■ Page
%%
This is a remarkable memoir that is, by turns, lively, candid, humorous, poignant, and above all a window into the world of an Ulsterman who found himself both witness and participant to a series of remarkable events. His descriptions of army life, both daily routine and the inferno on the Somme in July 1916, add greatly to our knowledge of this most climactic period of history.
David Truesdale opted for early retirement in 1998 and since then has written for films and television and produced two battlefield guides on behalf of the Royal Irish Fusiliers Museum - The First Eagle: the 87th Foot at the Battle of Barrosa and Regulars by God! The 89th Foot at the Battle of Lundys Lane. He is the author of Brotherhood of the Cauldron: Irishmen in the 1st Airborne Division at Arnhem, Angels and Heroes, the story of a machine gunner with the Royal Irish Fusiliers August 1914 to April 1915 (with Amanda Moreno), Irish Winners of the Victoria Cross (with Richard Doherty), Leading The Way To Arnhem, a history of the 21st Independent Parachute Company (with Peter Gijbels), Arnhem Their Final Battle, the 11th Parachute Battalion 1943/44 (with Gerrit Pijpers). With David Orr he has written The Rifles are There: 1st & 2nd Battalions The Royal Ulster Rifles in the Second World War and A New Battlefield; The Royal Ulster Rifles in Korea. They are currently in collaboration on a history of the Ulster Volunteer Force and 36th Ulster Division, 1913-1919. For relaxation he paints in watercolours following the Kelly school of innovation, photographs wildlife, listens to good music, drinks red wine and finds that Tomaso Albinoni (1671-1751) and his Oboe Concerto in D Minor, Op.9, No2, has been an inspiration during difficult times in any manuscript.
%%
■ Listed entries
%%
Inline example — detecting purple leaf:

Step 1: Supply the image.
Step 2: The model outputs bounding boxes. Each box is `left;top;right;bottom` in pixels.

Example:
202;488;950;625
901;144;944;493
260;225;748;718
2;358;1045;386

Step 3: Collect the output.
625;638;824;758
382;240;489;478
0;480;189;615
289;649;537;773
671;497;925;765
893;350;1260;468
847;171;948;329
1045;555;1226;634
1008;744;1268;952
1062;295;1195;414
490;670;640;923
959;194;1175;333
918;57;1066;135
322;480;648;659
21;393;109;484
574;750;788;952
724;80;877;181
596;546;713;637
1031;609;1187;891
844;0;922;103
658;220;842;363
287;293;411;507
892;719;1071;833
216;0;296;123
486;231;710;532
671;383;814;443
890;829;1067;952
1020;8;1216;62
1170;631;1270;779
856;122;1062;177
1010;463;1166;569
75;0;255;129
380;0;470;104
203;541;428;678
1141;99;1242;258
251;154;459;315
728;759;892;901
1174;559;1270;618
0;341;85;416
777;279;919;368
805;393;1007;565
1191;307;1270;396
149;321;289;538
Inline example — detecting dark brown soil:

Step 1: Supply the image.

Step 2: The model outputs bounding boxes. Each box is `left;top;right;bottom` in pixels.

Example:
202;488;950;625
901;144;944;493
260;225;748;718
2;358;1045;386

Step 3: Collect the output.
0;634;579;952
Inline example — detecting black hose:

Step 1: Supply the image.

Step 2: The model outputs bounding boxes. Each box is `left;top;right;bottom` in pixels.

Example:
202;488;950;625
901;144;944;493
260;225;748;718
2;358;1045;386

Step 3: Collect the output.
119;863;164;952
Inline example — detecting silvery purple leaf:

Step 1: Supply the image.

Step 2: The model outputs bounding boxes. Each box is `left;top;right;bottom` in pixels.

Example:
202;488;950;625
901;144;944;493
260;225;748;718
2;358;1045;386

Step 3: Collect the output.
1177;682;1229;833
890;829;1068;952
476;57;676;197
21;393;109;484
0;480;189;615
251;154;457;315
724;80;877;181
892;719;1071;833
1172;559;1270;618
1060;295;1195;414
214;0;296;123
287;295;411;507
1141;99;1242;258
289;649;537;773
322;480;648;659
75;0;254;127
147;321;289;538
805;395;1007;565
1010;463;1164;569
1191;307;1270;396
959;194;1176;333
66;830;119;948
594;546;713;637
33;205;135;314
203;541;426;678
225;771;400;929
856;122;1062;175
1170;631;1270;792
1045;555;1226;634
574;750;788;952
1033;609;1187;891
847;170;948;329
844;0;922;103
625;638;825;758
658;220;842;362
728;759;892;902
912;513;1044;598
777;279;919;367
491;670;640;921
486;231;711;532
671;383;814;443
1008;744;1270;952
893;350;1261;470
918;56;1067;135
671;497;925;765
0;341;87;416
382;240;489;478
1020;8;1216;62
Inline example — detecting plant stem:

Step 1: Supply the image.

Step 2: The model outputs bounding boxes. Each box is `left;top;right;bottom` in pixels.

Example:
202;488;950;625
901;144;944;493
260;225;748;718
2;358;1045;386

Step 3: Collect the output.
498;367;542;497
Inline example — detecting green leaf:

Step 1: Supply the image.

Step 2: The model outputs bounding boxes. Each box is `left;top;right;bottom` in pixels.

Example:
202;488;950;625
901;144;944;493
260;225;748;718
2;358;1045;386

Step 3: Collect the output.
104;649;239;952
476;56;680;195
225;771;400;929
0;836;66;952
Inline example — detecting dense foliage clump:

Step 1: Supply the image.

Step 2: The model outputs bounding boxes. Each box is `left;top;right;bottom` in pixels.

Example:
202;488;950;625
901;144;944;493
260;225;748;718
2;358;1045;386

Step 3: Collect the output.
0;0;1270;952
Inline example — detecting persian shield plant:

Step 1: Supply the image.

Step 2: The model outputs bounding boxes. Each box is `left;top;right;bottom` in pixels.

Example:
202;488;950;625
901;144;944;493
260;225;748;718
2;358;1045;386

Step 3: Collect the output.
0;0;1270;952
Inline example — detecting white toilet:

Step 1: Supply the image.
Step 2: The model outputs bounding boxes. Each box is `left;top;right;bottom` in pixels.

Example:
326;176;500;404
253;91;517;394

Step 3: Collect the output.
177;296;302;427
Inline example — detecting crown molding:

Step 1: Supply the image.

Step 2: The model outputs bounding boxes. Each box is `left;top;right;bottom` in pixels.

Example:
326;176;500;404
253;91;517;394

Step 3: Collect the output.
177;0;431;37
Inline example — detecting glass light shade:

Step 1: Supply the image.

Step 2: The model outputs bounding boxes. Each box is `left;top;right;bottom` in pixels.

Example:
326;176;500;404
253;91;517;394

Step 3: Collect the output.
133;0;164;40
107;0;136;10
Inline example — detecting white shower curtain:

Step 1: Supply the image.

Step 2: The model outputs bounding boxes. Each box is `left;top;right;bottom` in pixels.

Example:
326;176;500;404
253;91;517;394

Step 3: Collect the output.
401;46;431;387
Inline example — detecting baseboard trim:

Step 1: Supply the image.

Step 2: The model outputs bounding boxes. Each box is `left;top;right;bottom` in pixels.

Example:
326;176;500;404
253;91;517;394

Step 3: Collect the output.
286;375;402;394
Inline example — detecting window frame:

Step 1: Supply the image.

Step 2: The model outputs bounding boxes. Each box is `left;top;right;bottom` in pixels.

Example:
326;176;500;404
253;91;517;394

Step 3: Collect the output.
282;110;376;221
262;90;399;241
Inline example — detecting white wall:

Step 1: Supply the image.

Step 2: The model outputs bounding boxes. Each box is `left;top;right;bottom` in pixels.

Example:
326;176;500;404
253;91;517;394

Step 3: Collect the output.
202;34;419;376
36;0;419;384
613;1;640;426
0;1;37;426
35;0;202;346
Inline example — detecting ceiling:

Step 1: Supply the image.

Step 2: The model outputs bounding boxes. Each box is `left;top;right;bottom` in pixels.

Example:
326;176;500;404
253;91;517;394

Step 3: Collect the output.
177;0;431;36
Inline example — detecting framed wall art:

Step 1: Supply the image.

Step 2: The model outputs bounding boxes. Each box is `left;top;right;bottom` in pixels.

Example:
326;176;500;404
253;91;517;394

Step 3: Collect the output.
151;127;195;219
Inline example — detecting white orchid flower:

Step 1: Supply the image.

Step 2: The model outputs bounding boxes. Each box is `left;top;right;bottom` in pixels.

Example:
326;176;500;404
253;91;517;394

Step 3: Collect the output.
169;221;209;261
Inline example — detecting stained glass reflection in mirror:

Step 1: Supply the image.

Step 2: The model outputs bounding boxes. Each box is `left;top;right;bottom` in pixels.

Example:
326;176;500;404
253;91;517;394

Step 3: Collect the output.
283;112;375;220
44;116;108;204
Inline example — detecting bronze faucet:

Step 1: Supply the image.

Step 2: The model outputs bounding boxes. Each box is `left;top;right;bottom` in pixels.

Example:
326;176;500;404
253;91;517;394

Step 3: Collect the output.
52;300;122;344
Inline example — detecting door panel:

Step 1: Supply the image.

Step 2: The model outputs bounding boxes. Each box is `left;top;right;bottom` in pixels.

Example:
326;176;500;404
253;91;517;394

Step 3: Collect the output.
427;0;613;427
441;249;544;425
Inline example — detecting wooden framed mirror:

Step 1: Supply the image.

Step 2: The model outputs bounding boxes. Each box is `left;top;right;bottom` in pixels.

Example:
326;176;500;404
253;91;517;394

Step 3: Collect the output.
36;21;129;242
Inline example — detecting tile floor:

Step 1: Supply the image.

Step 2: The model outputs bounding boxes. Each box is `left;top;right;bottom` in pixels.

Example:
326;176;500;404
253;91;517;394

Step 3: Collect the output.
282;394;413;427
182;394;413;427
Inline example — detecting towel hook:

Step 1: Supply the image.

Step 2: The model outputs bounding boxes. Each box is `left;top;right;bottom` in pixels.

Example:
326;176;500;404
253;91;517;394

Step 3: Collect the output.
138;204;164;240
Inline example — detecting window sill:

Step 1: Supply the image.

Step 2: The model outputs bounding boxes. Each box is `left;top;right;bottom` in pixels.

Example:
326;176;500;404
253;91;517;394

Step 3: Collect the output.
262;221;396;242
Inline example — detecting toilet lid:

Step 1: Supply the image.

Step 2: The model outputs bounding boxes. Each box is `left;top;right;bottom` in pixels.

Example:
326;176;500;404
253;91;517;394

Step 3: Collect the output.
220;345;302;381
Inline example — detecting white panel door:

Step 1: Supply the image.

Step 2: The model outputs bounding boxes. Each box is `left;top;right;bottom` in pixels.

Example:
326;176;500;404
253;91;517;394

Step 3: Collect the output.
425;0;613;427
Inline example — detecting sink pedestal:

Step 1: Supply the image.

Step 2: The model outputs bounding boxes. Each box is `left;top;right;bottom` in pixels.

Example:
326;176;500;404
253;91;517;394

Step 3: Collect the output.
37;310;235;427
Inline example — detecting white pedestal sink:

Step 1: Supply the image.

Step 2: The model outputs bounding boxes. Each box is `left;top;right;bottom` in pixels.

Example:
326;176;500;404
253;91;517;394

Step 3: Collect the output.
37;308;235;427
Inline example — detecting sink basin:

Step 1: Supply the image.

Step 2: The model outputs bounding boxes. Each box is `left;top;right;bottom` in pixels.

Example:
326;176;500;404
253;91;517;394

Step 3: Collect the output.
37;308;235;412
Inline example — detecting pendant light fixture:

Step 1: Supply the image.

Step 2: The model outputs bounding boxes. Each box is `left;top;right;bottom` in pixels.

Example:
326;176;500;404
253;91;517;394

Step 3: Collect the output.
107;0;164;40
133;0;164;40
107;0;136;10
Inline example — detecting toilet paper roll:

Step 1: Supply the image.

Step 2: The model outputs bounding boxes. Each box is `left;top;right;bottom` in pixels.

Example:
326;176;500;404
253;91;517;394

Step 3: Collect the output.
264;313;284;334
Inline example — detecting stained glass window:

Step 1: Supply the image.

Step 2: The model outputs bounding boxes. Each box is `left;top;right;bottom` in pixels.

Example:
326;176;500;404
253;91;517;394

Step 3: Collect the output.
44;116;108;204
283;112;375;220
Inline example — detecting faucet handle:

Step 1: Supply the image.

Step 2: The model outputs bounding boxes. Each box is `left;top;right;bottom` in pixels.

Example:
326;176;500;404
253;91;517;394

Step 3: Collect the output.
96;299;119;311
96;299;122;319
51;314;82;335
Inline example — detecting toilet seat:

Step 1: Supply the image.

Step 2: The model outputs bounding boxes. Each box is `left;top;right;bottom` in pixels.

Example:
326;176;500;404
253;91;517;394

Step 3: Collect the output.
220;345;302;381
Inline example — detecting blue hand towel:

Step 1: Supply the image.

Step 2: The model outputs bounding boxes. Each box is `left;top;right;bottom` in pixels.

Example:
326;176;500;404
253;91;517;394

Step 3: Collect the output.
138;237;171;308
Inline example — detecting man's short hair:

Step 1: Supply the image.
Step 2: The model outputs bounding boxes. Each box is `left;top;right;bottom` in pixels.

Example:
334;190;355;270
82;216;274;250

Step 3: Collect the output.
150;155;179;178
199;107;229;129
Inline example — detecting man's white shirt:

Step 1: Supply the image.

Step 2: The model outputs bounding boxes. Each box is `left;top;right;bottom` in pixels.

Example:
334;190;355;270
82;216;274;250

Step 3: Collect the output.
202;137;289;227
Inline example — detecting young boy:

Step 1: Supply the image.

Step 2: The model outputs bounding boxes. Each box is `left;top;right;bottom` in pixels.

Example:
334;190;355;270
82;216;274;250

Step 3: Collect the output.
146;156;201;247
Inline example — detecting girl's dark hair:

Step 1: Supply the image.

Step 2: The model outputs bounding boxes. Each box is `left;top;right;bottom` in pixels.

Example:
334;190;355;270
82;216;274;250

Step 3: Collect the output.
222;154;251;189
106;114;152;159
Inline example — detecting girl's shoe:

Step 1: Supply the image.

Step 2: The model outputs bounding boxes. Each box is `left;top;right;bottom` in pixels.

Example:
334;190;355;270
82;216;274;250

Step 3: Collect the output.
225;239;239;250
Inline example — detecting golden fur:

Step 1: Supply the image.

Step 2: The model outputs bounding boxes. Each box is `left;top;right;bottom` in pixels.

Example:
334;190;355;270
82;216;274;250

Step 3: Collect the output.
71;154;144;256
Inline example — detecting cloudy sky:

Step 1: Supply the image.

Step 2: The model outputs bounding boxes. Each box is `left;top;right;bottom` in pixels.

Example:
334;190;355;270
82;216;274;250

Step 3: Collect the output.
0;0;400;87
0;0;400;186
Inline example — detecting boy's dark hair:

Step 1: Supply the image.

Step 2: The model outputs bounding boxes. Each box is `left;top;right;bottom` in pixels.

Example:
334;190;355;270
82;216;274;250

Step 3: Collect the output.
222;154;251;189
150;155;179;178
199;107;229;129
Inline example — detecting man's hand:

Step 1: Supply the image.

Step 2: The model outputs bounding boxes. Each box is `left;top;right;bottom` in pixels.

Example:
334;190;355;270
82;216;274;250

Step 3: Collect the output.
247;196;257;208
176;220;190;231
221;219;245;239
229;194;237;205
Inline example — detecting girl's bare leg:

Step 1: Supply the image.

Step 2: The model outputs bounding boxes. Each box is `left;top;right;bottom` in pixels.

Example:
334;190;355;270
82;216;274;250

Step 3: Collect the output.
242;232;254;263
%%
■ Instruction 1
According to the book description, in what year did David Truesdale take early retirement?
■ Instruction 2
Convert the rows, starting at their first line and ending at the line containing "119;863;164;952", into a JSON list of strings with one string per line, leaving out blank lines.
The book description and the rows have nothing to do with each other.

■ Response 1
1998

■ Response 2
[
  "Inline example — detecting purple leaf:",
  "Step 1: Supply the image.",
  "Step 2: The model outputs bounding boxes. Each box is `left;top;right;bottom` in pixels.",
  "Example:",
  "202;488;950;625",
  "901;144;944;493",
  "260;225;748;718",
  "2;358;1045;386",
  "Step 3: Collect the output.",
  "625;638;824;758",
  "382;240;489;478",
  "0;480;189;615",
  "289;649;537;773",
  "671;497;925;765",
  "893;350;1260;468",
  "847;171;948;329",
  "1045;555;1226;634",
  "1008;744;1268;952",
  "1062;295;1195;414",
  "490;670;640;923",
  "959;194;1175;333",
  "918;57;1066;135",
  "322;480;648;659",
  "21;393;109;484",
  "574;750;788;952",
  "724;80;877;181",
  "596;546;713;637",
  "1031;609;1187;891",
  "844;0;922;103",
  "658;220;842;363",
  "287;293;411;507",
  "892;719;1071;833",
  "216;0;296;123",
  "486;231;710;532",
  "671;383;814;443",
  "890;829;1067;952",
  "1020;8;1216;62",
  "1170;631;1270;779",
  "856;122;1062;177",
  "1010;463;1166;569",
  "75;0;255;129",
  "380;0;470;104",
  "203;541;428;678",
  "1141;99;1242;258",
  "251;154;459;315",
  "728;759;892;901",
  "1174;559;1270;618",
  "0;341;85;416",
  "777;279;919;368",
  "805;393;1007;565",
  "1191;307;1270;396",
  "149;321;289;538",
  "Inline example — detecting dark brown soil:",
  "Step 1: Supply the image.",
  "Step 2: The model outputs bounding boxes. Each box is `left;top;right;bottom` in pixels.",
  "Example:",
  "202;488;950;625",
  "901;144;944;493",
  "260;225;748;718",
  "2;358;1045;386",
  "Step 3: Collect the output.",
  "0;634;579;952",
  "Inline example — detecting black hose:",
  "Step 1: Supply the image.",
  "Step 2: The model outputs bounding boxes. Each box is `left;top;right;bottom` in pixels.",
  "Example:",
  "202;488;950;625",
  "901;144;944;493",
  "260;225;748;718",
  "2;358;1045;386",
  "Step 3: Collect the output.",
  "119;863;164;952"
]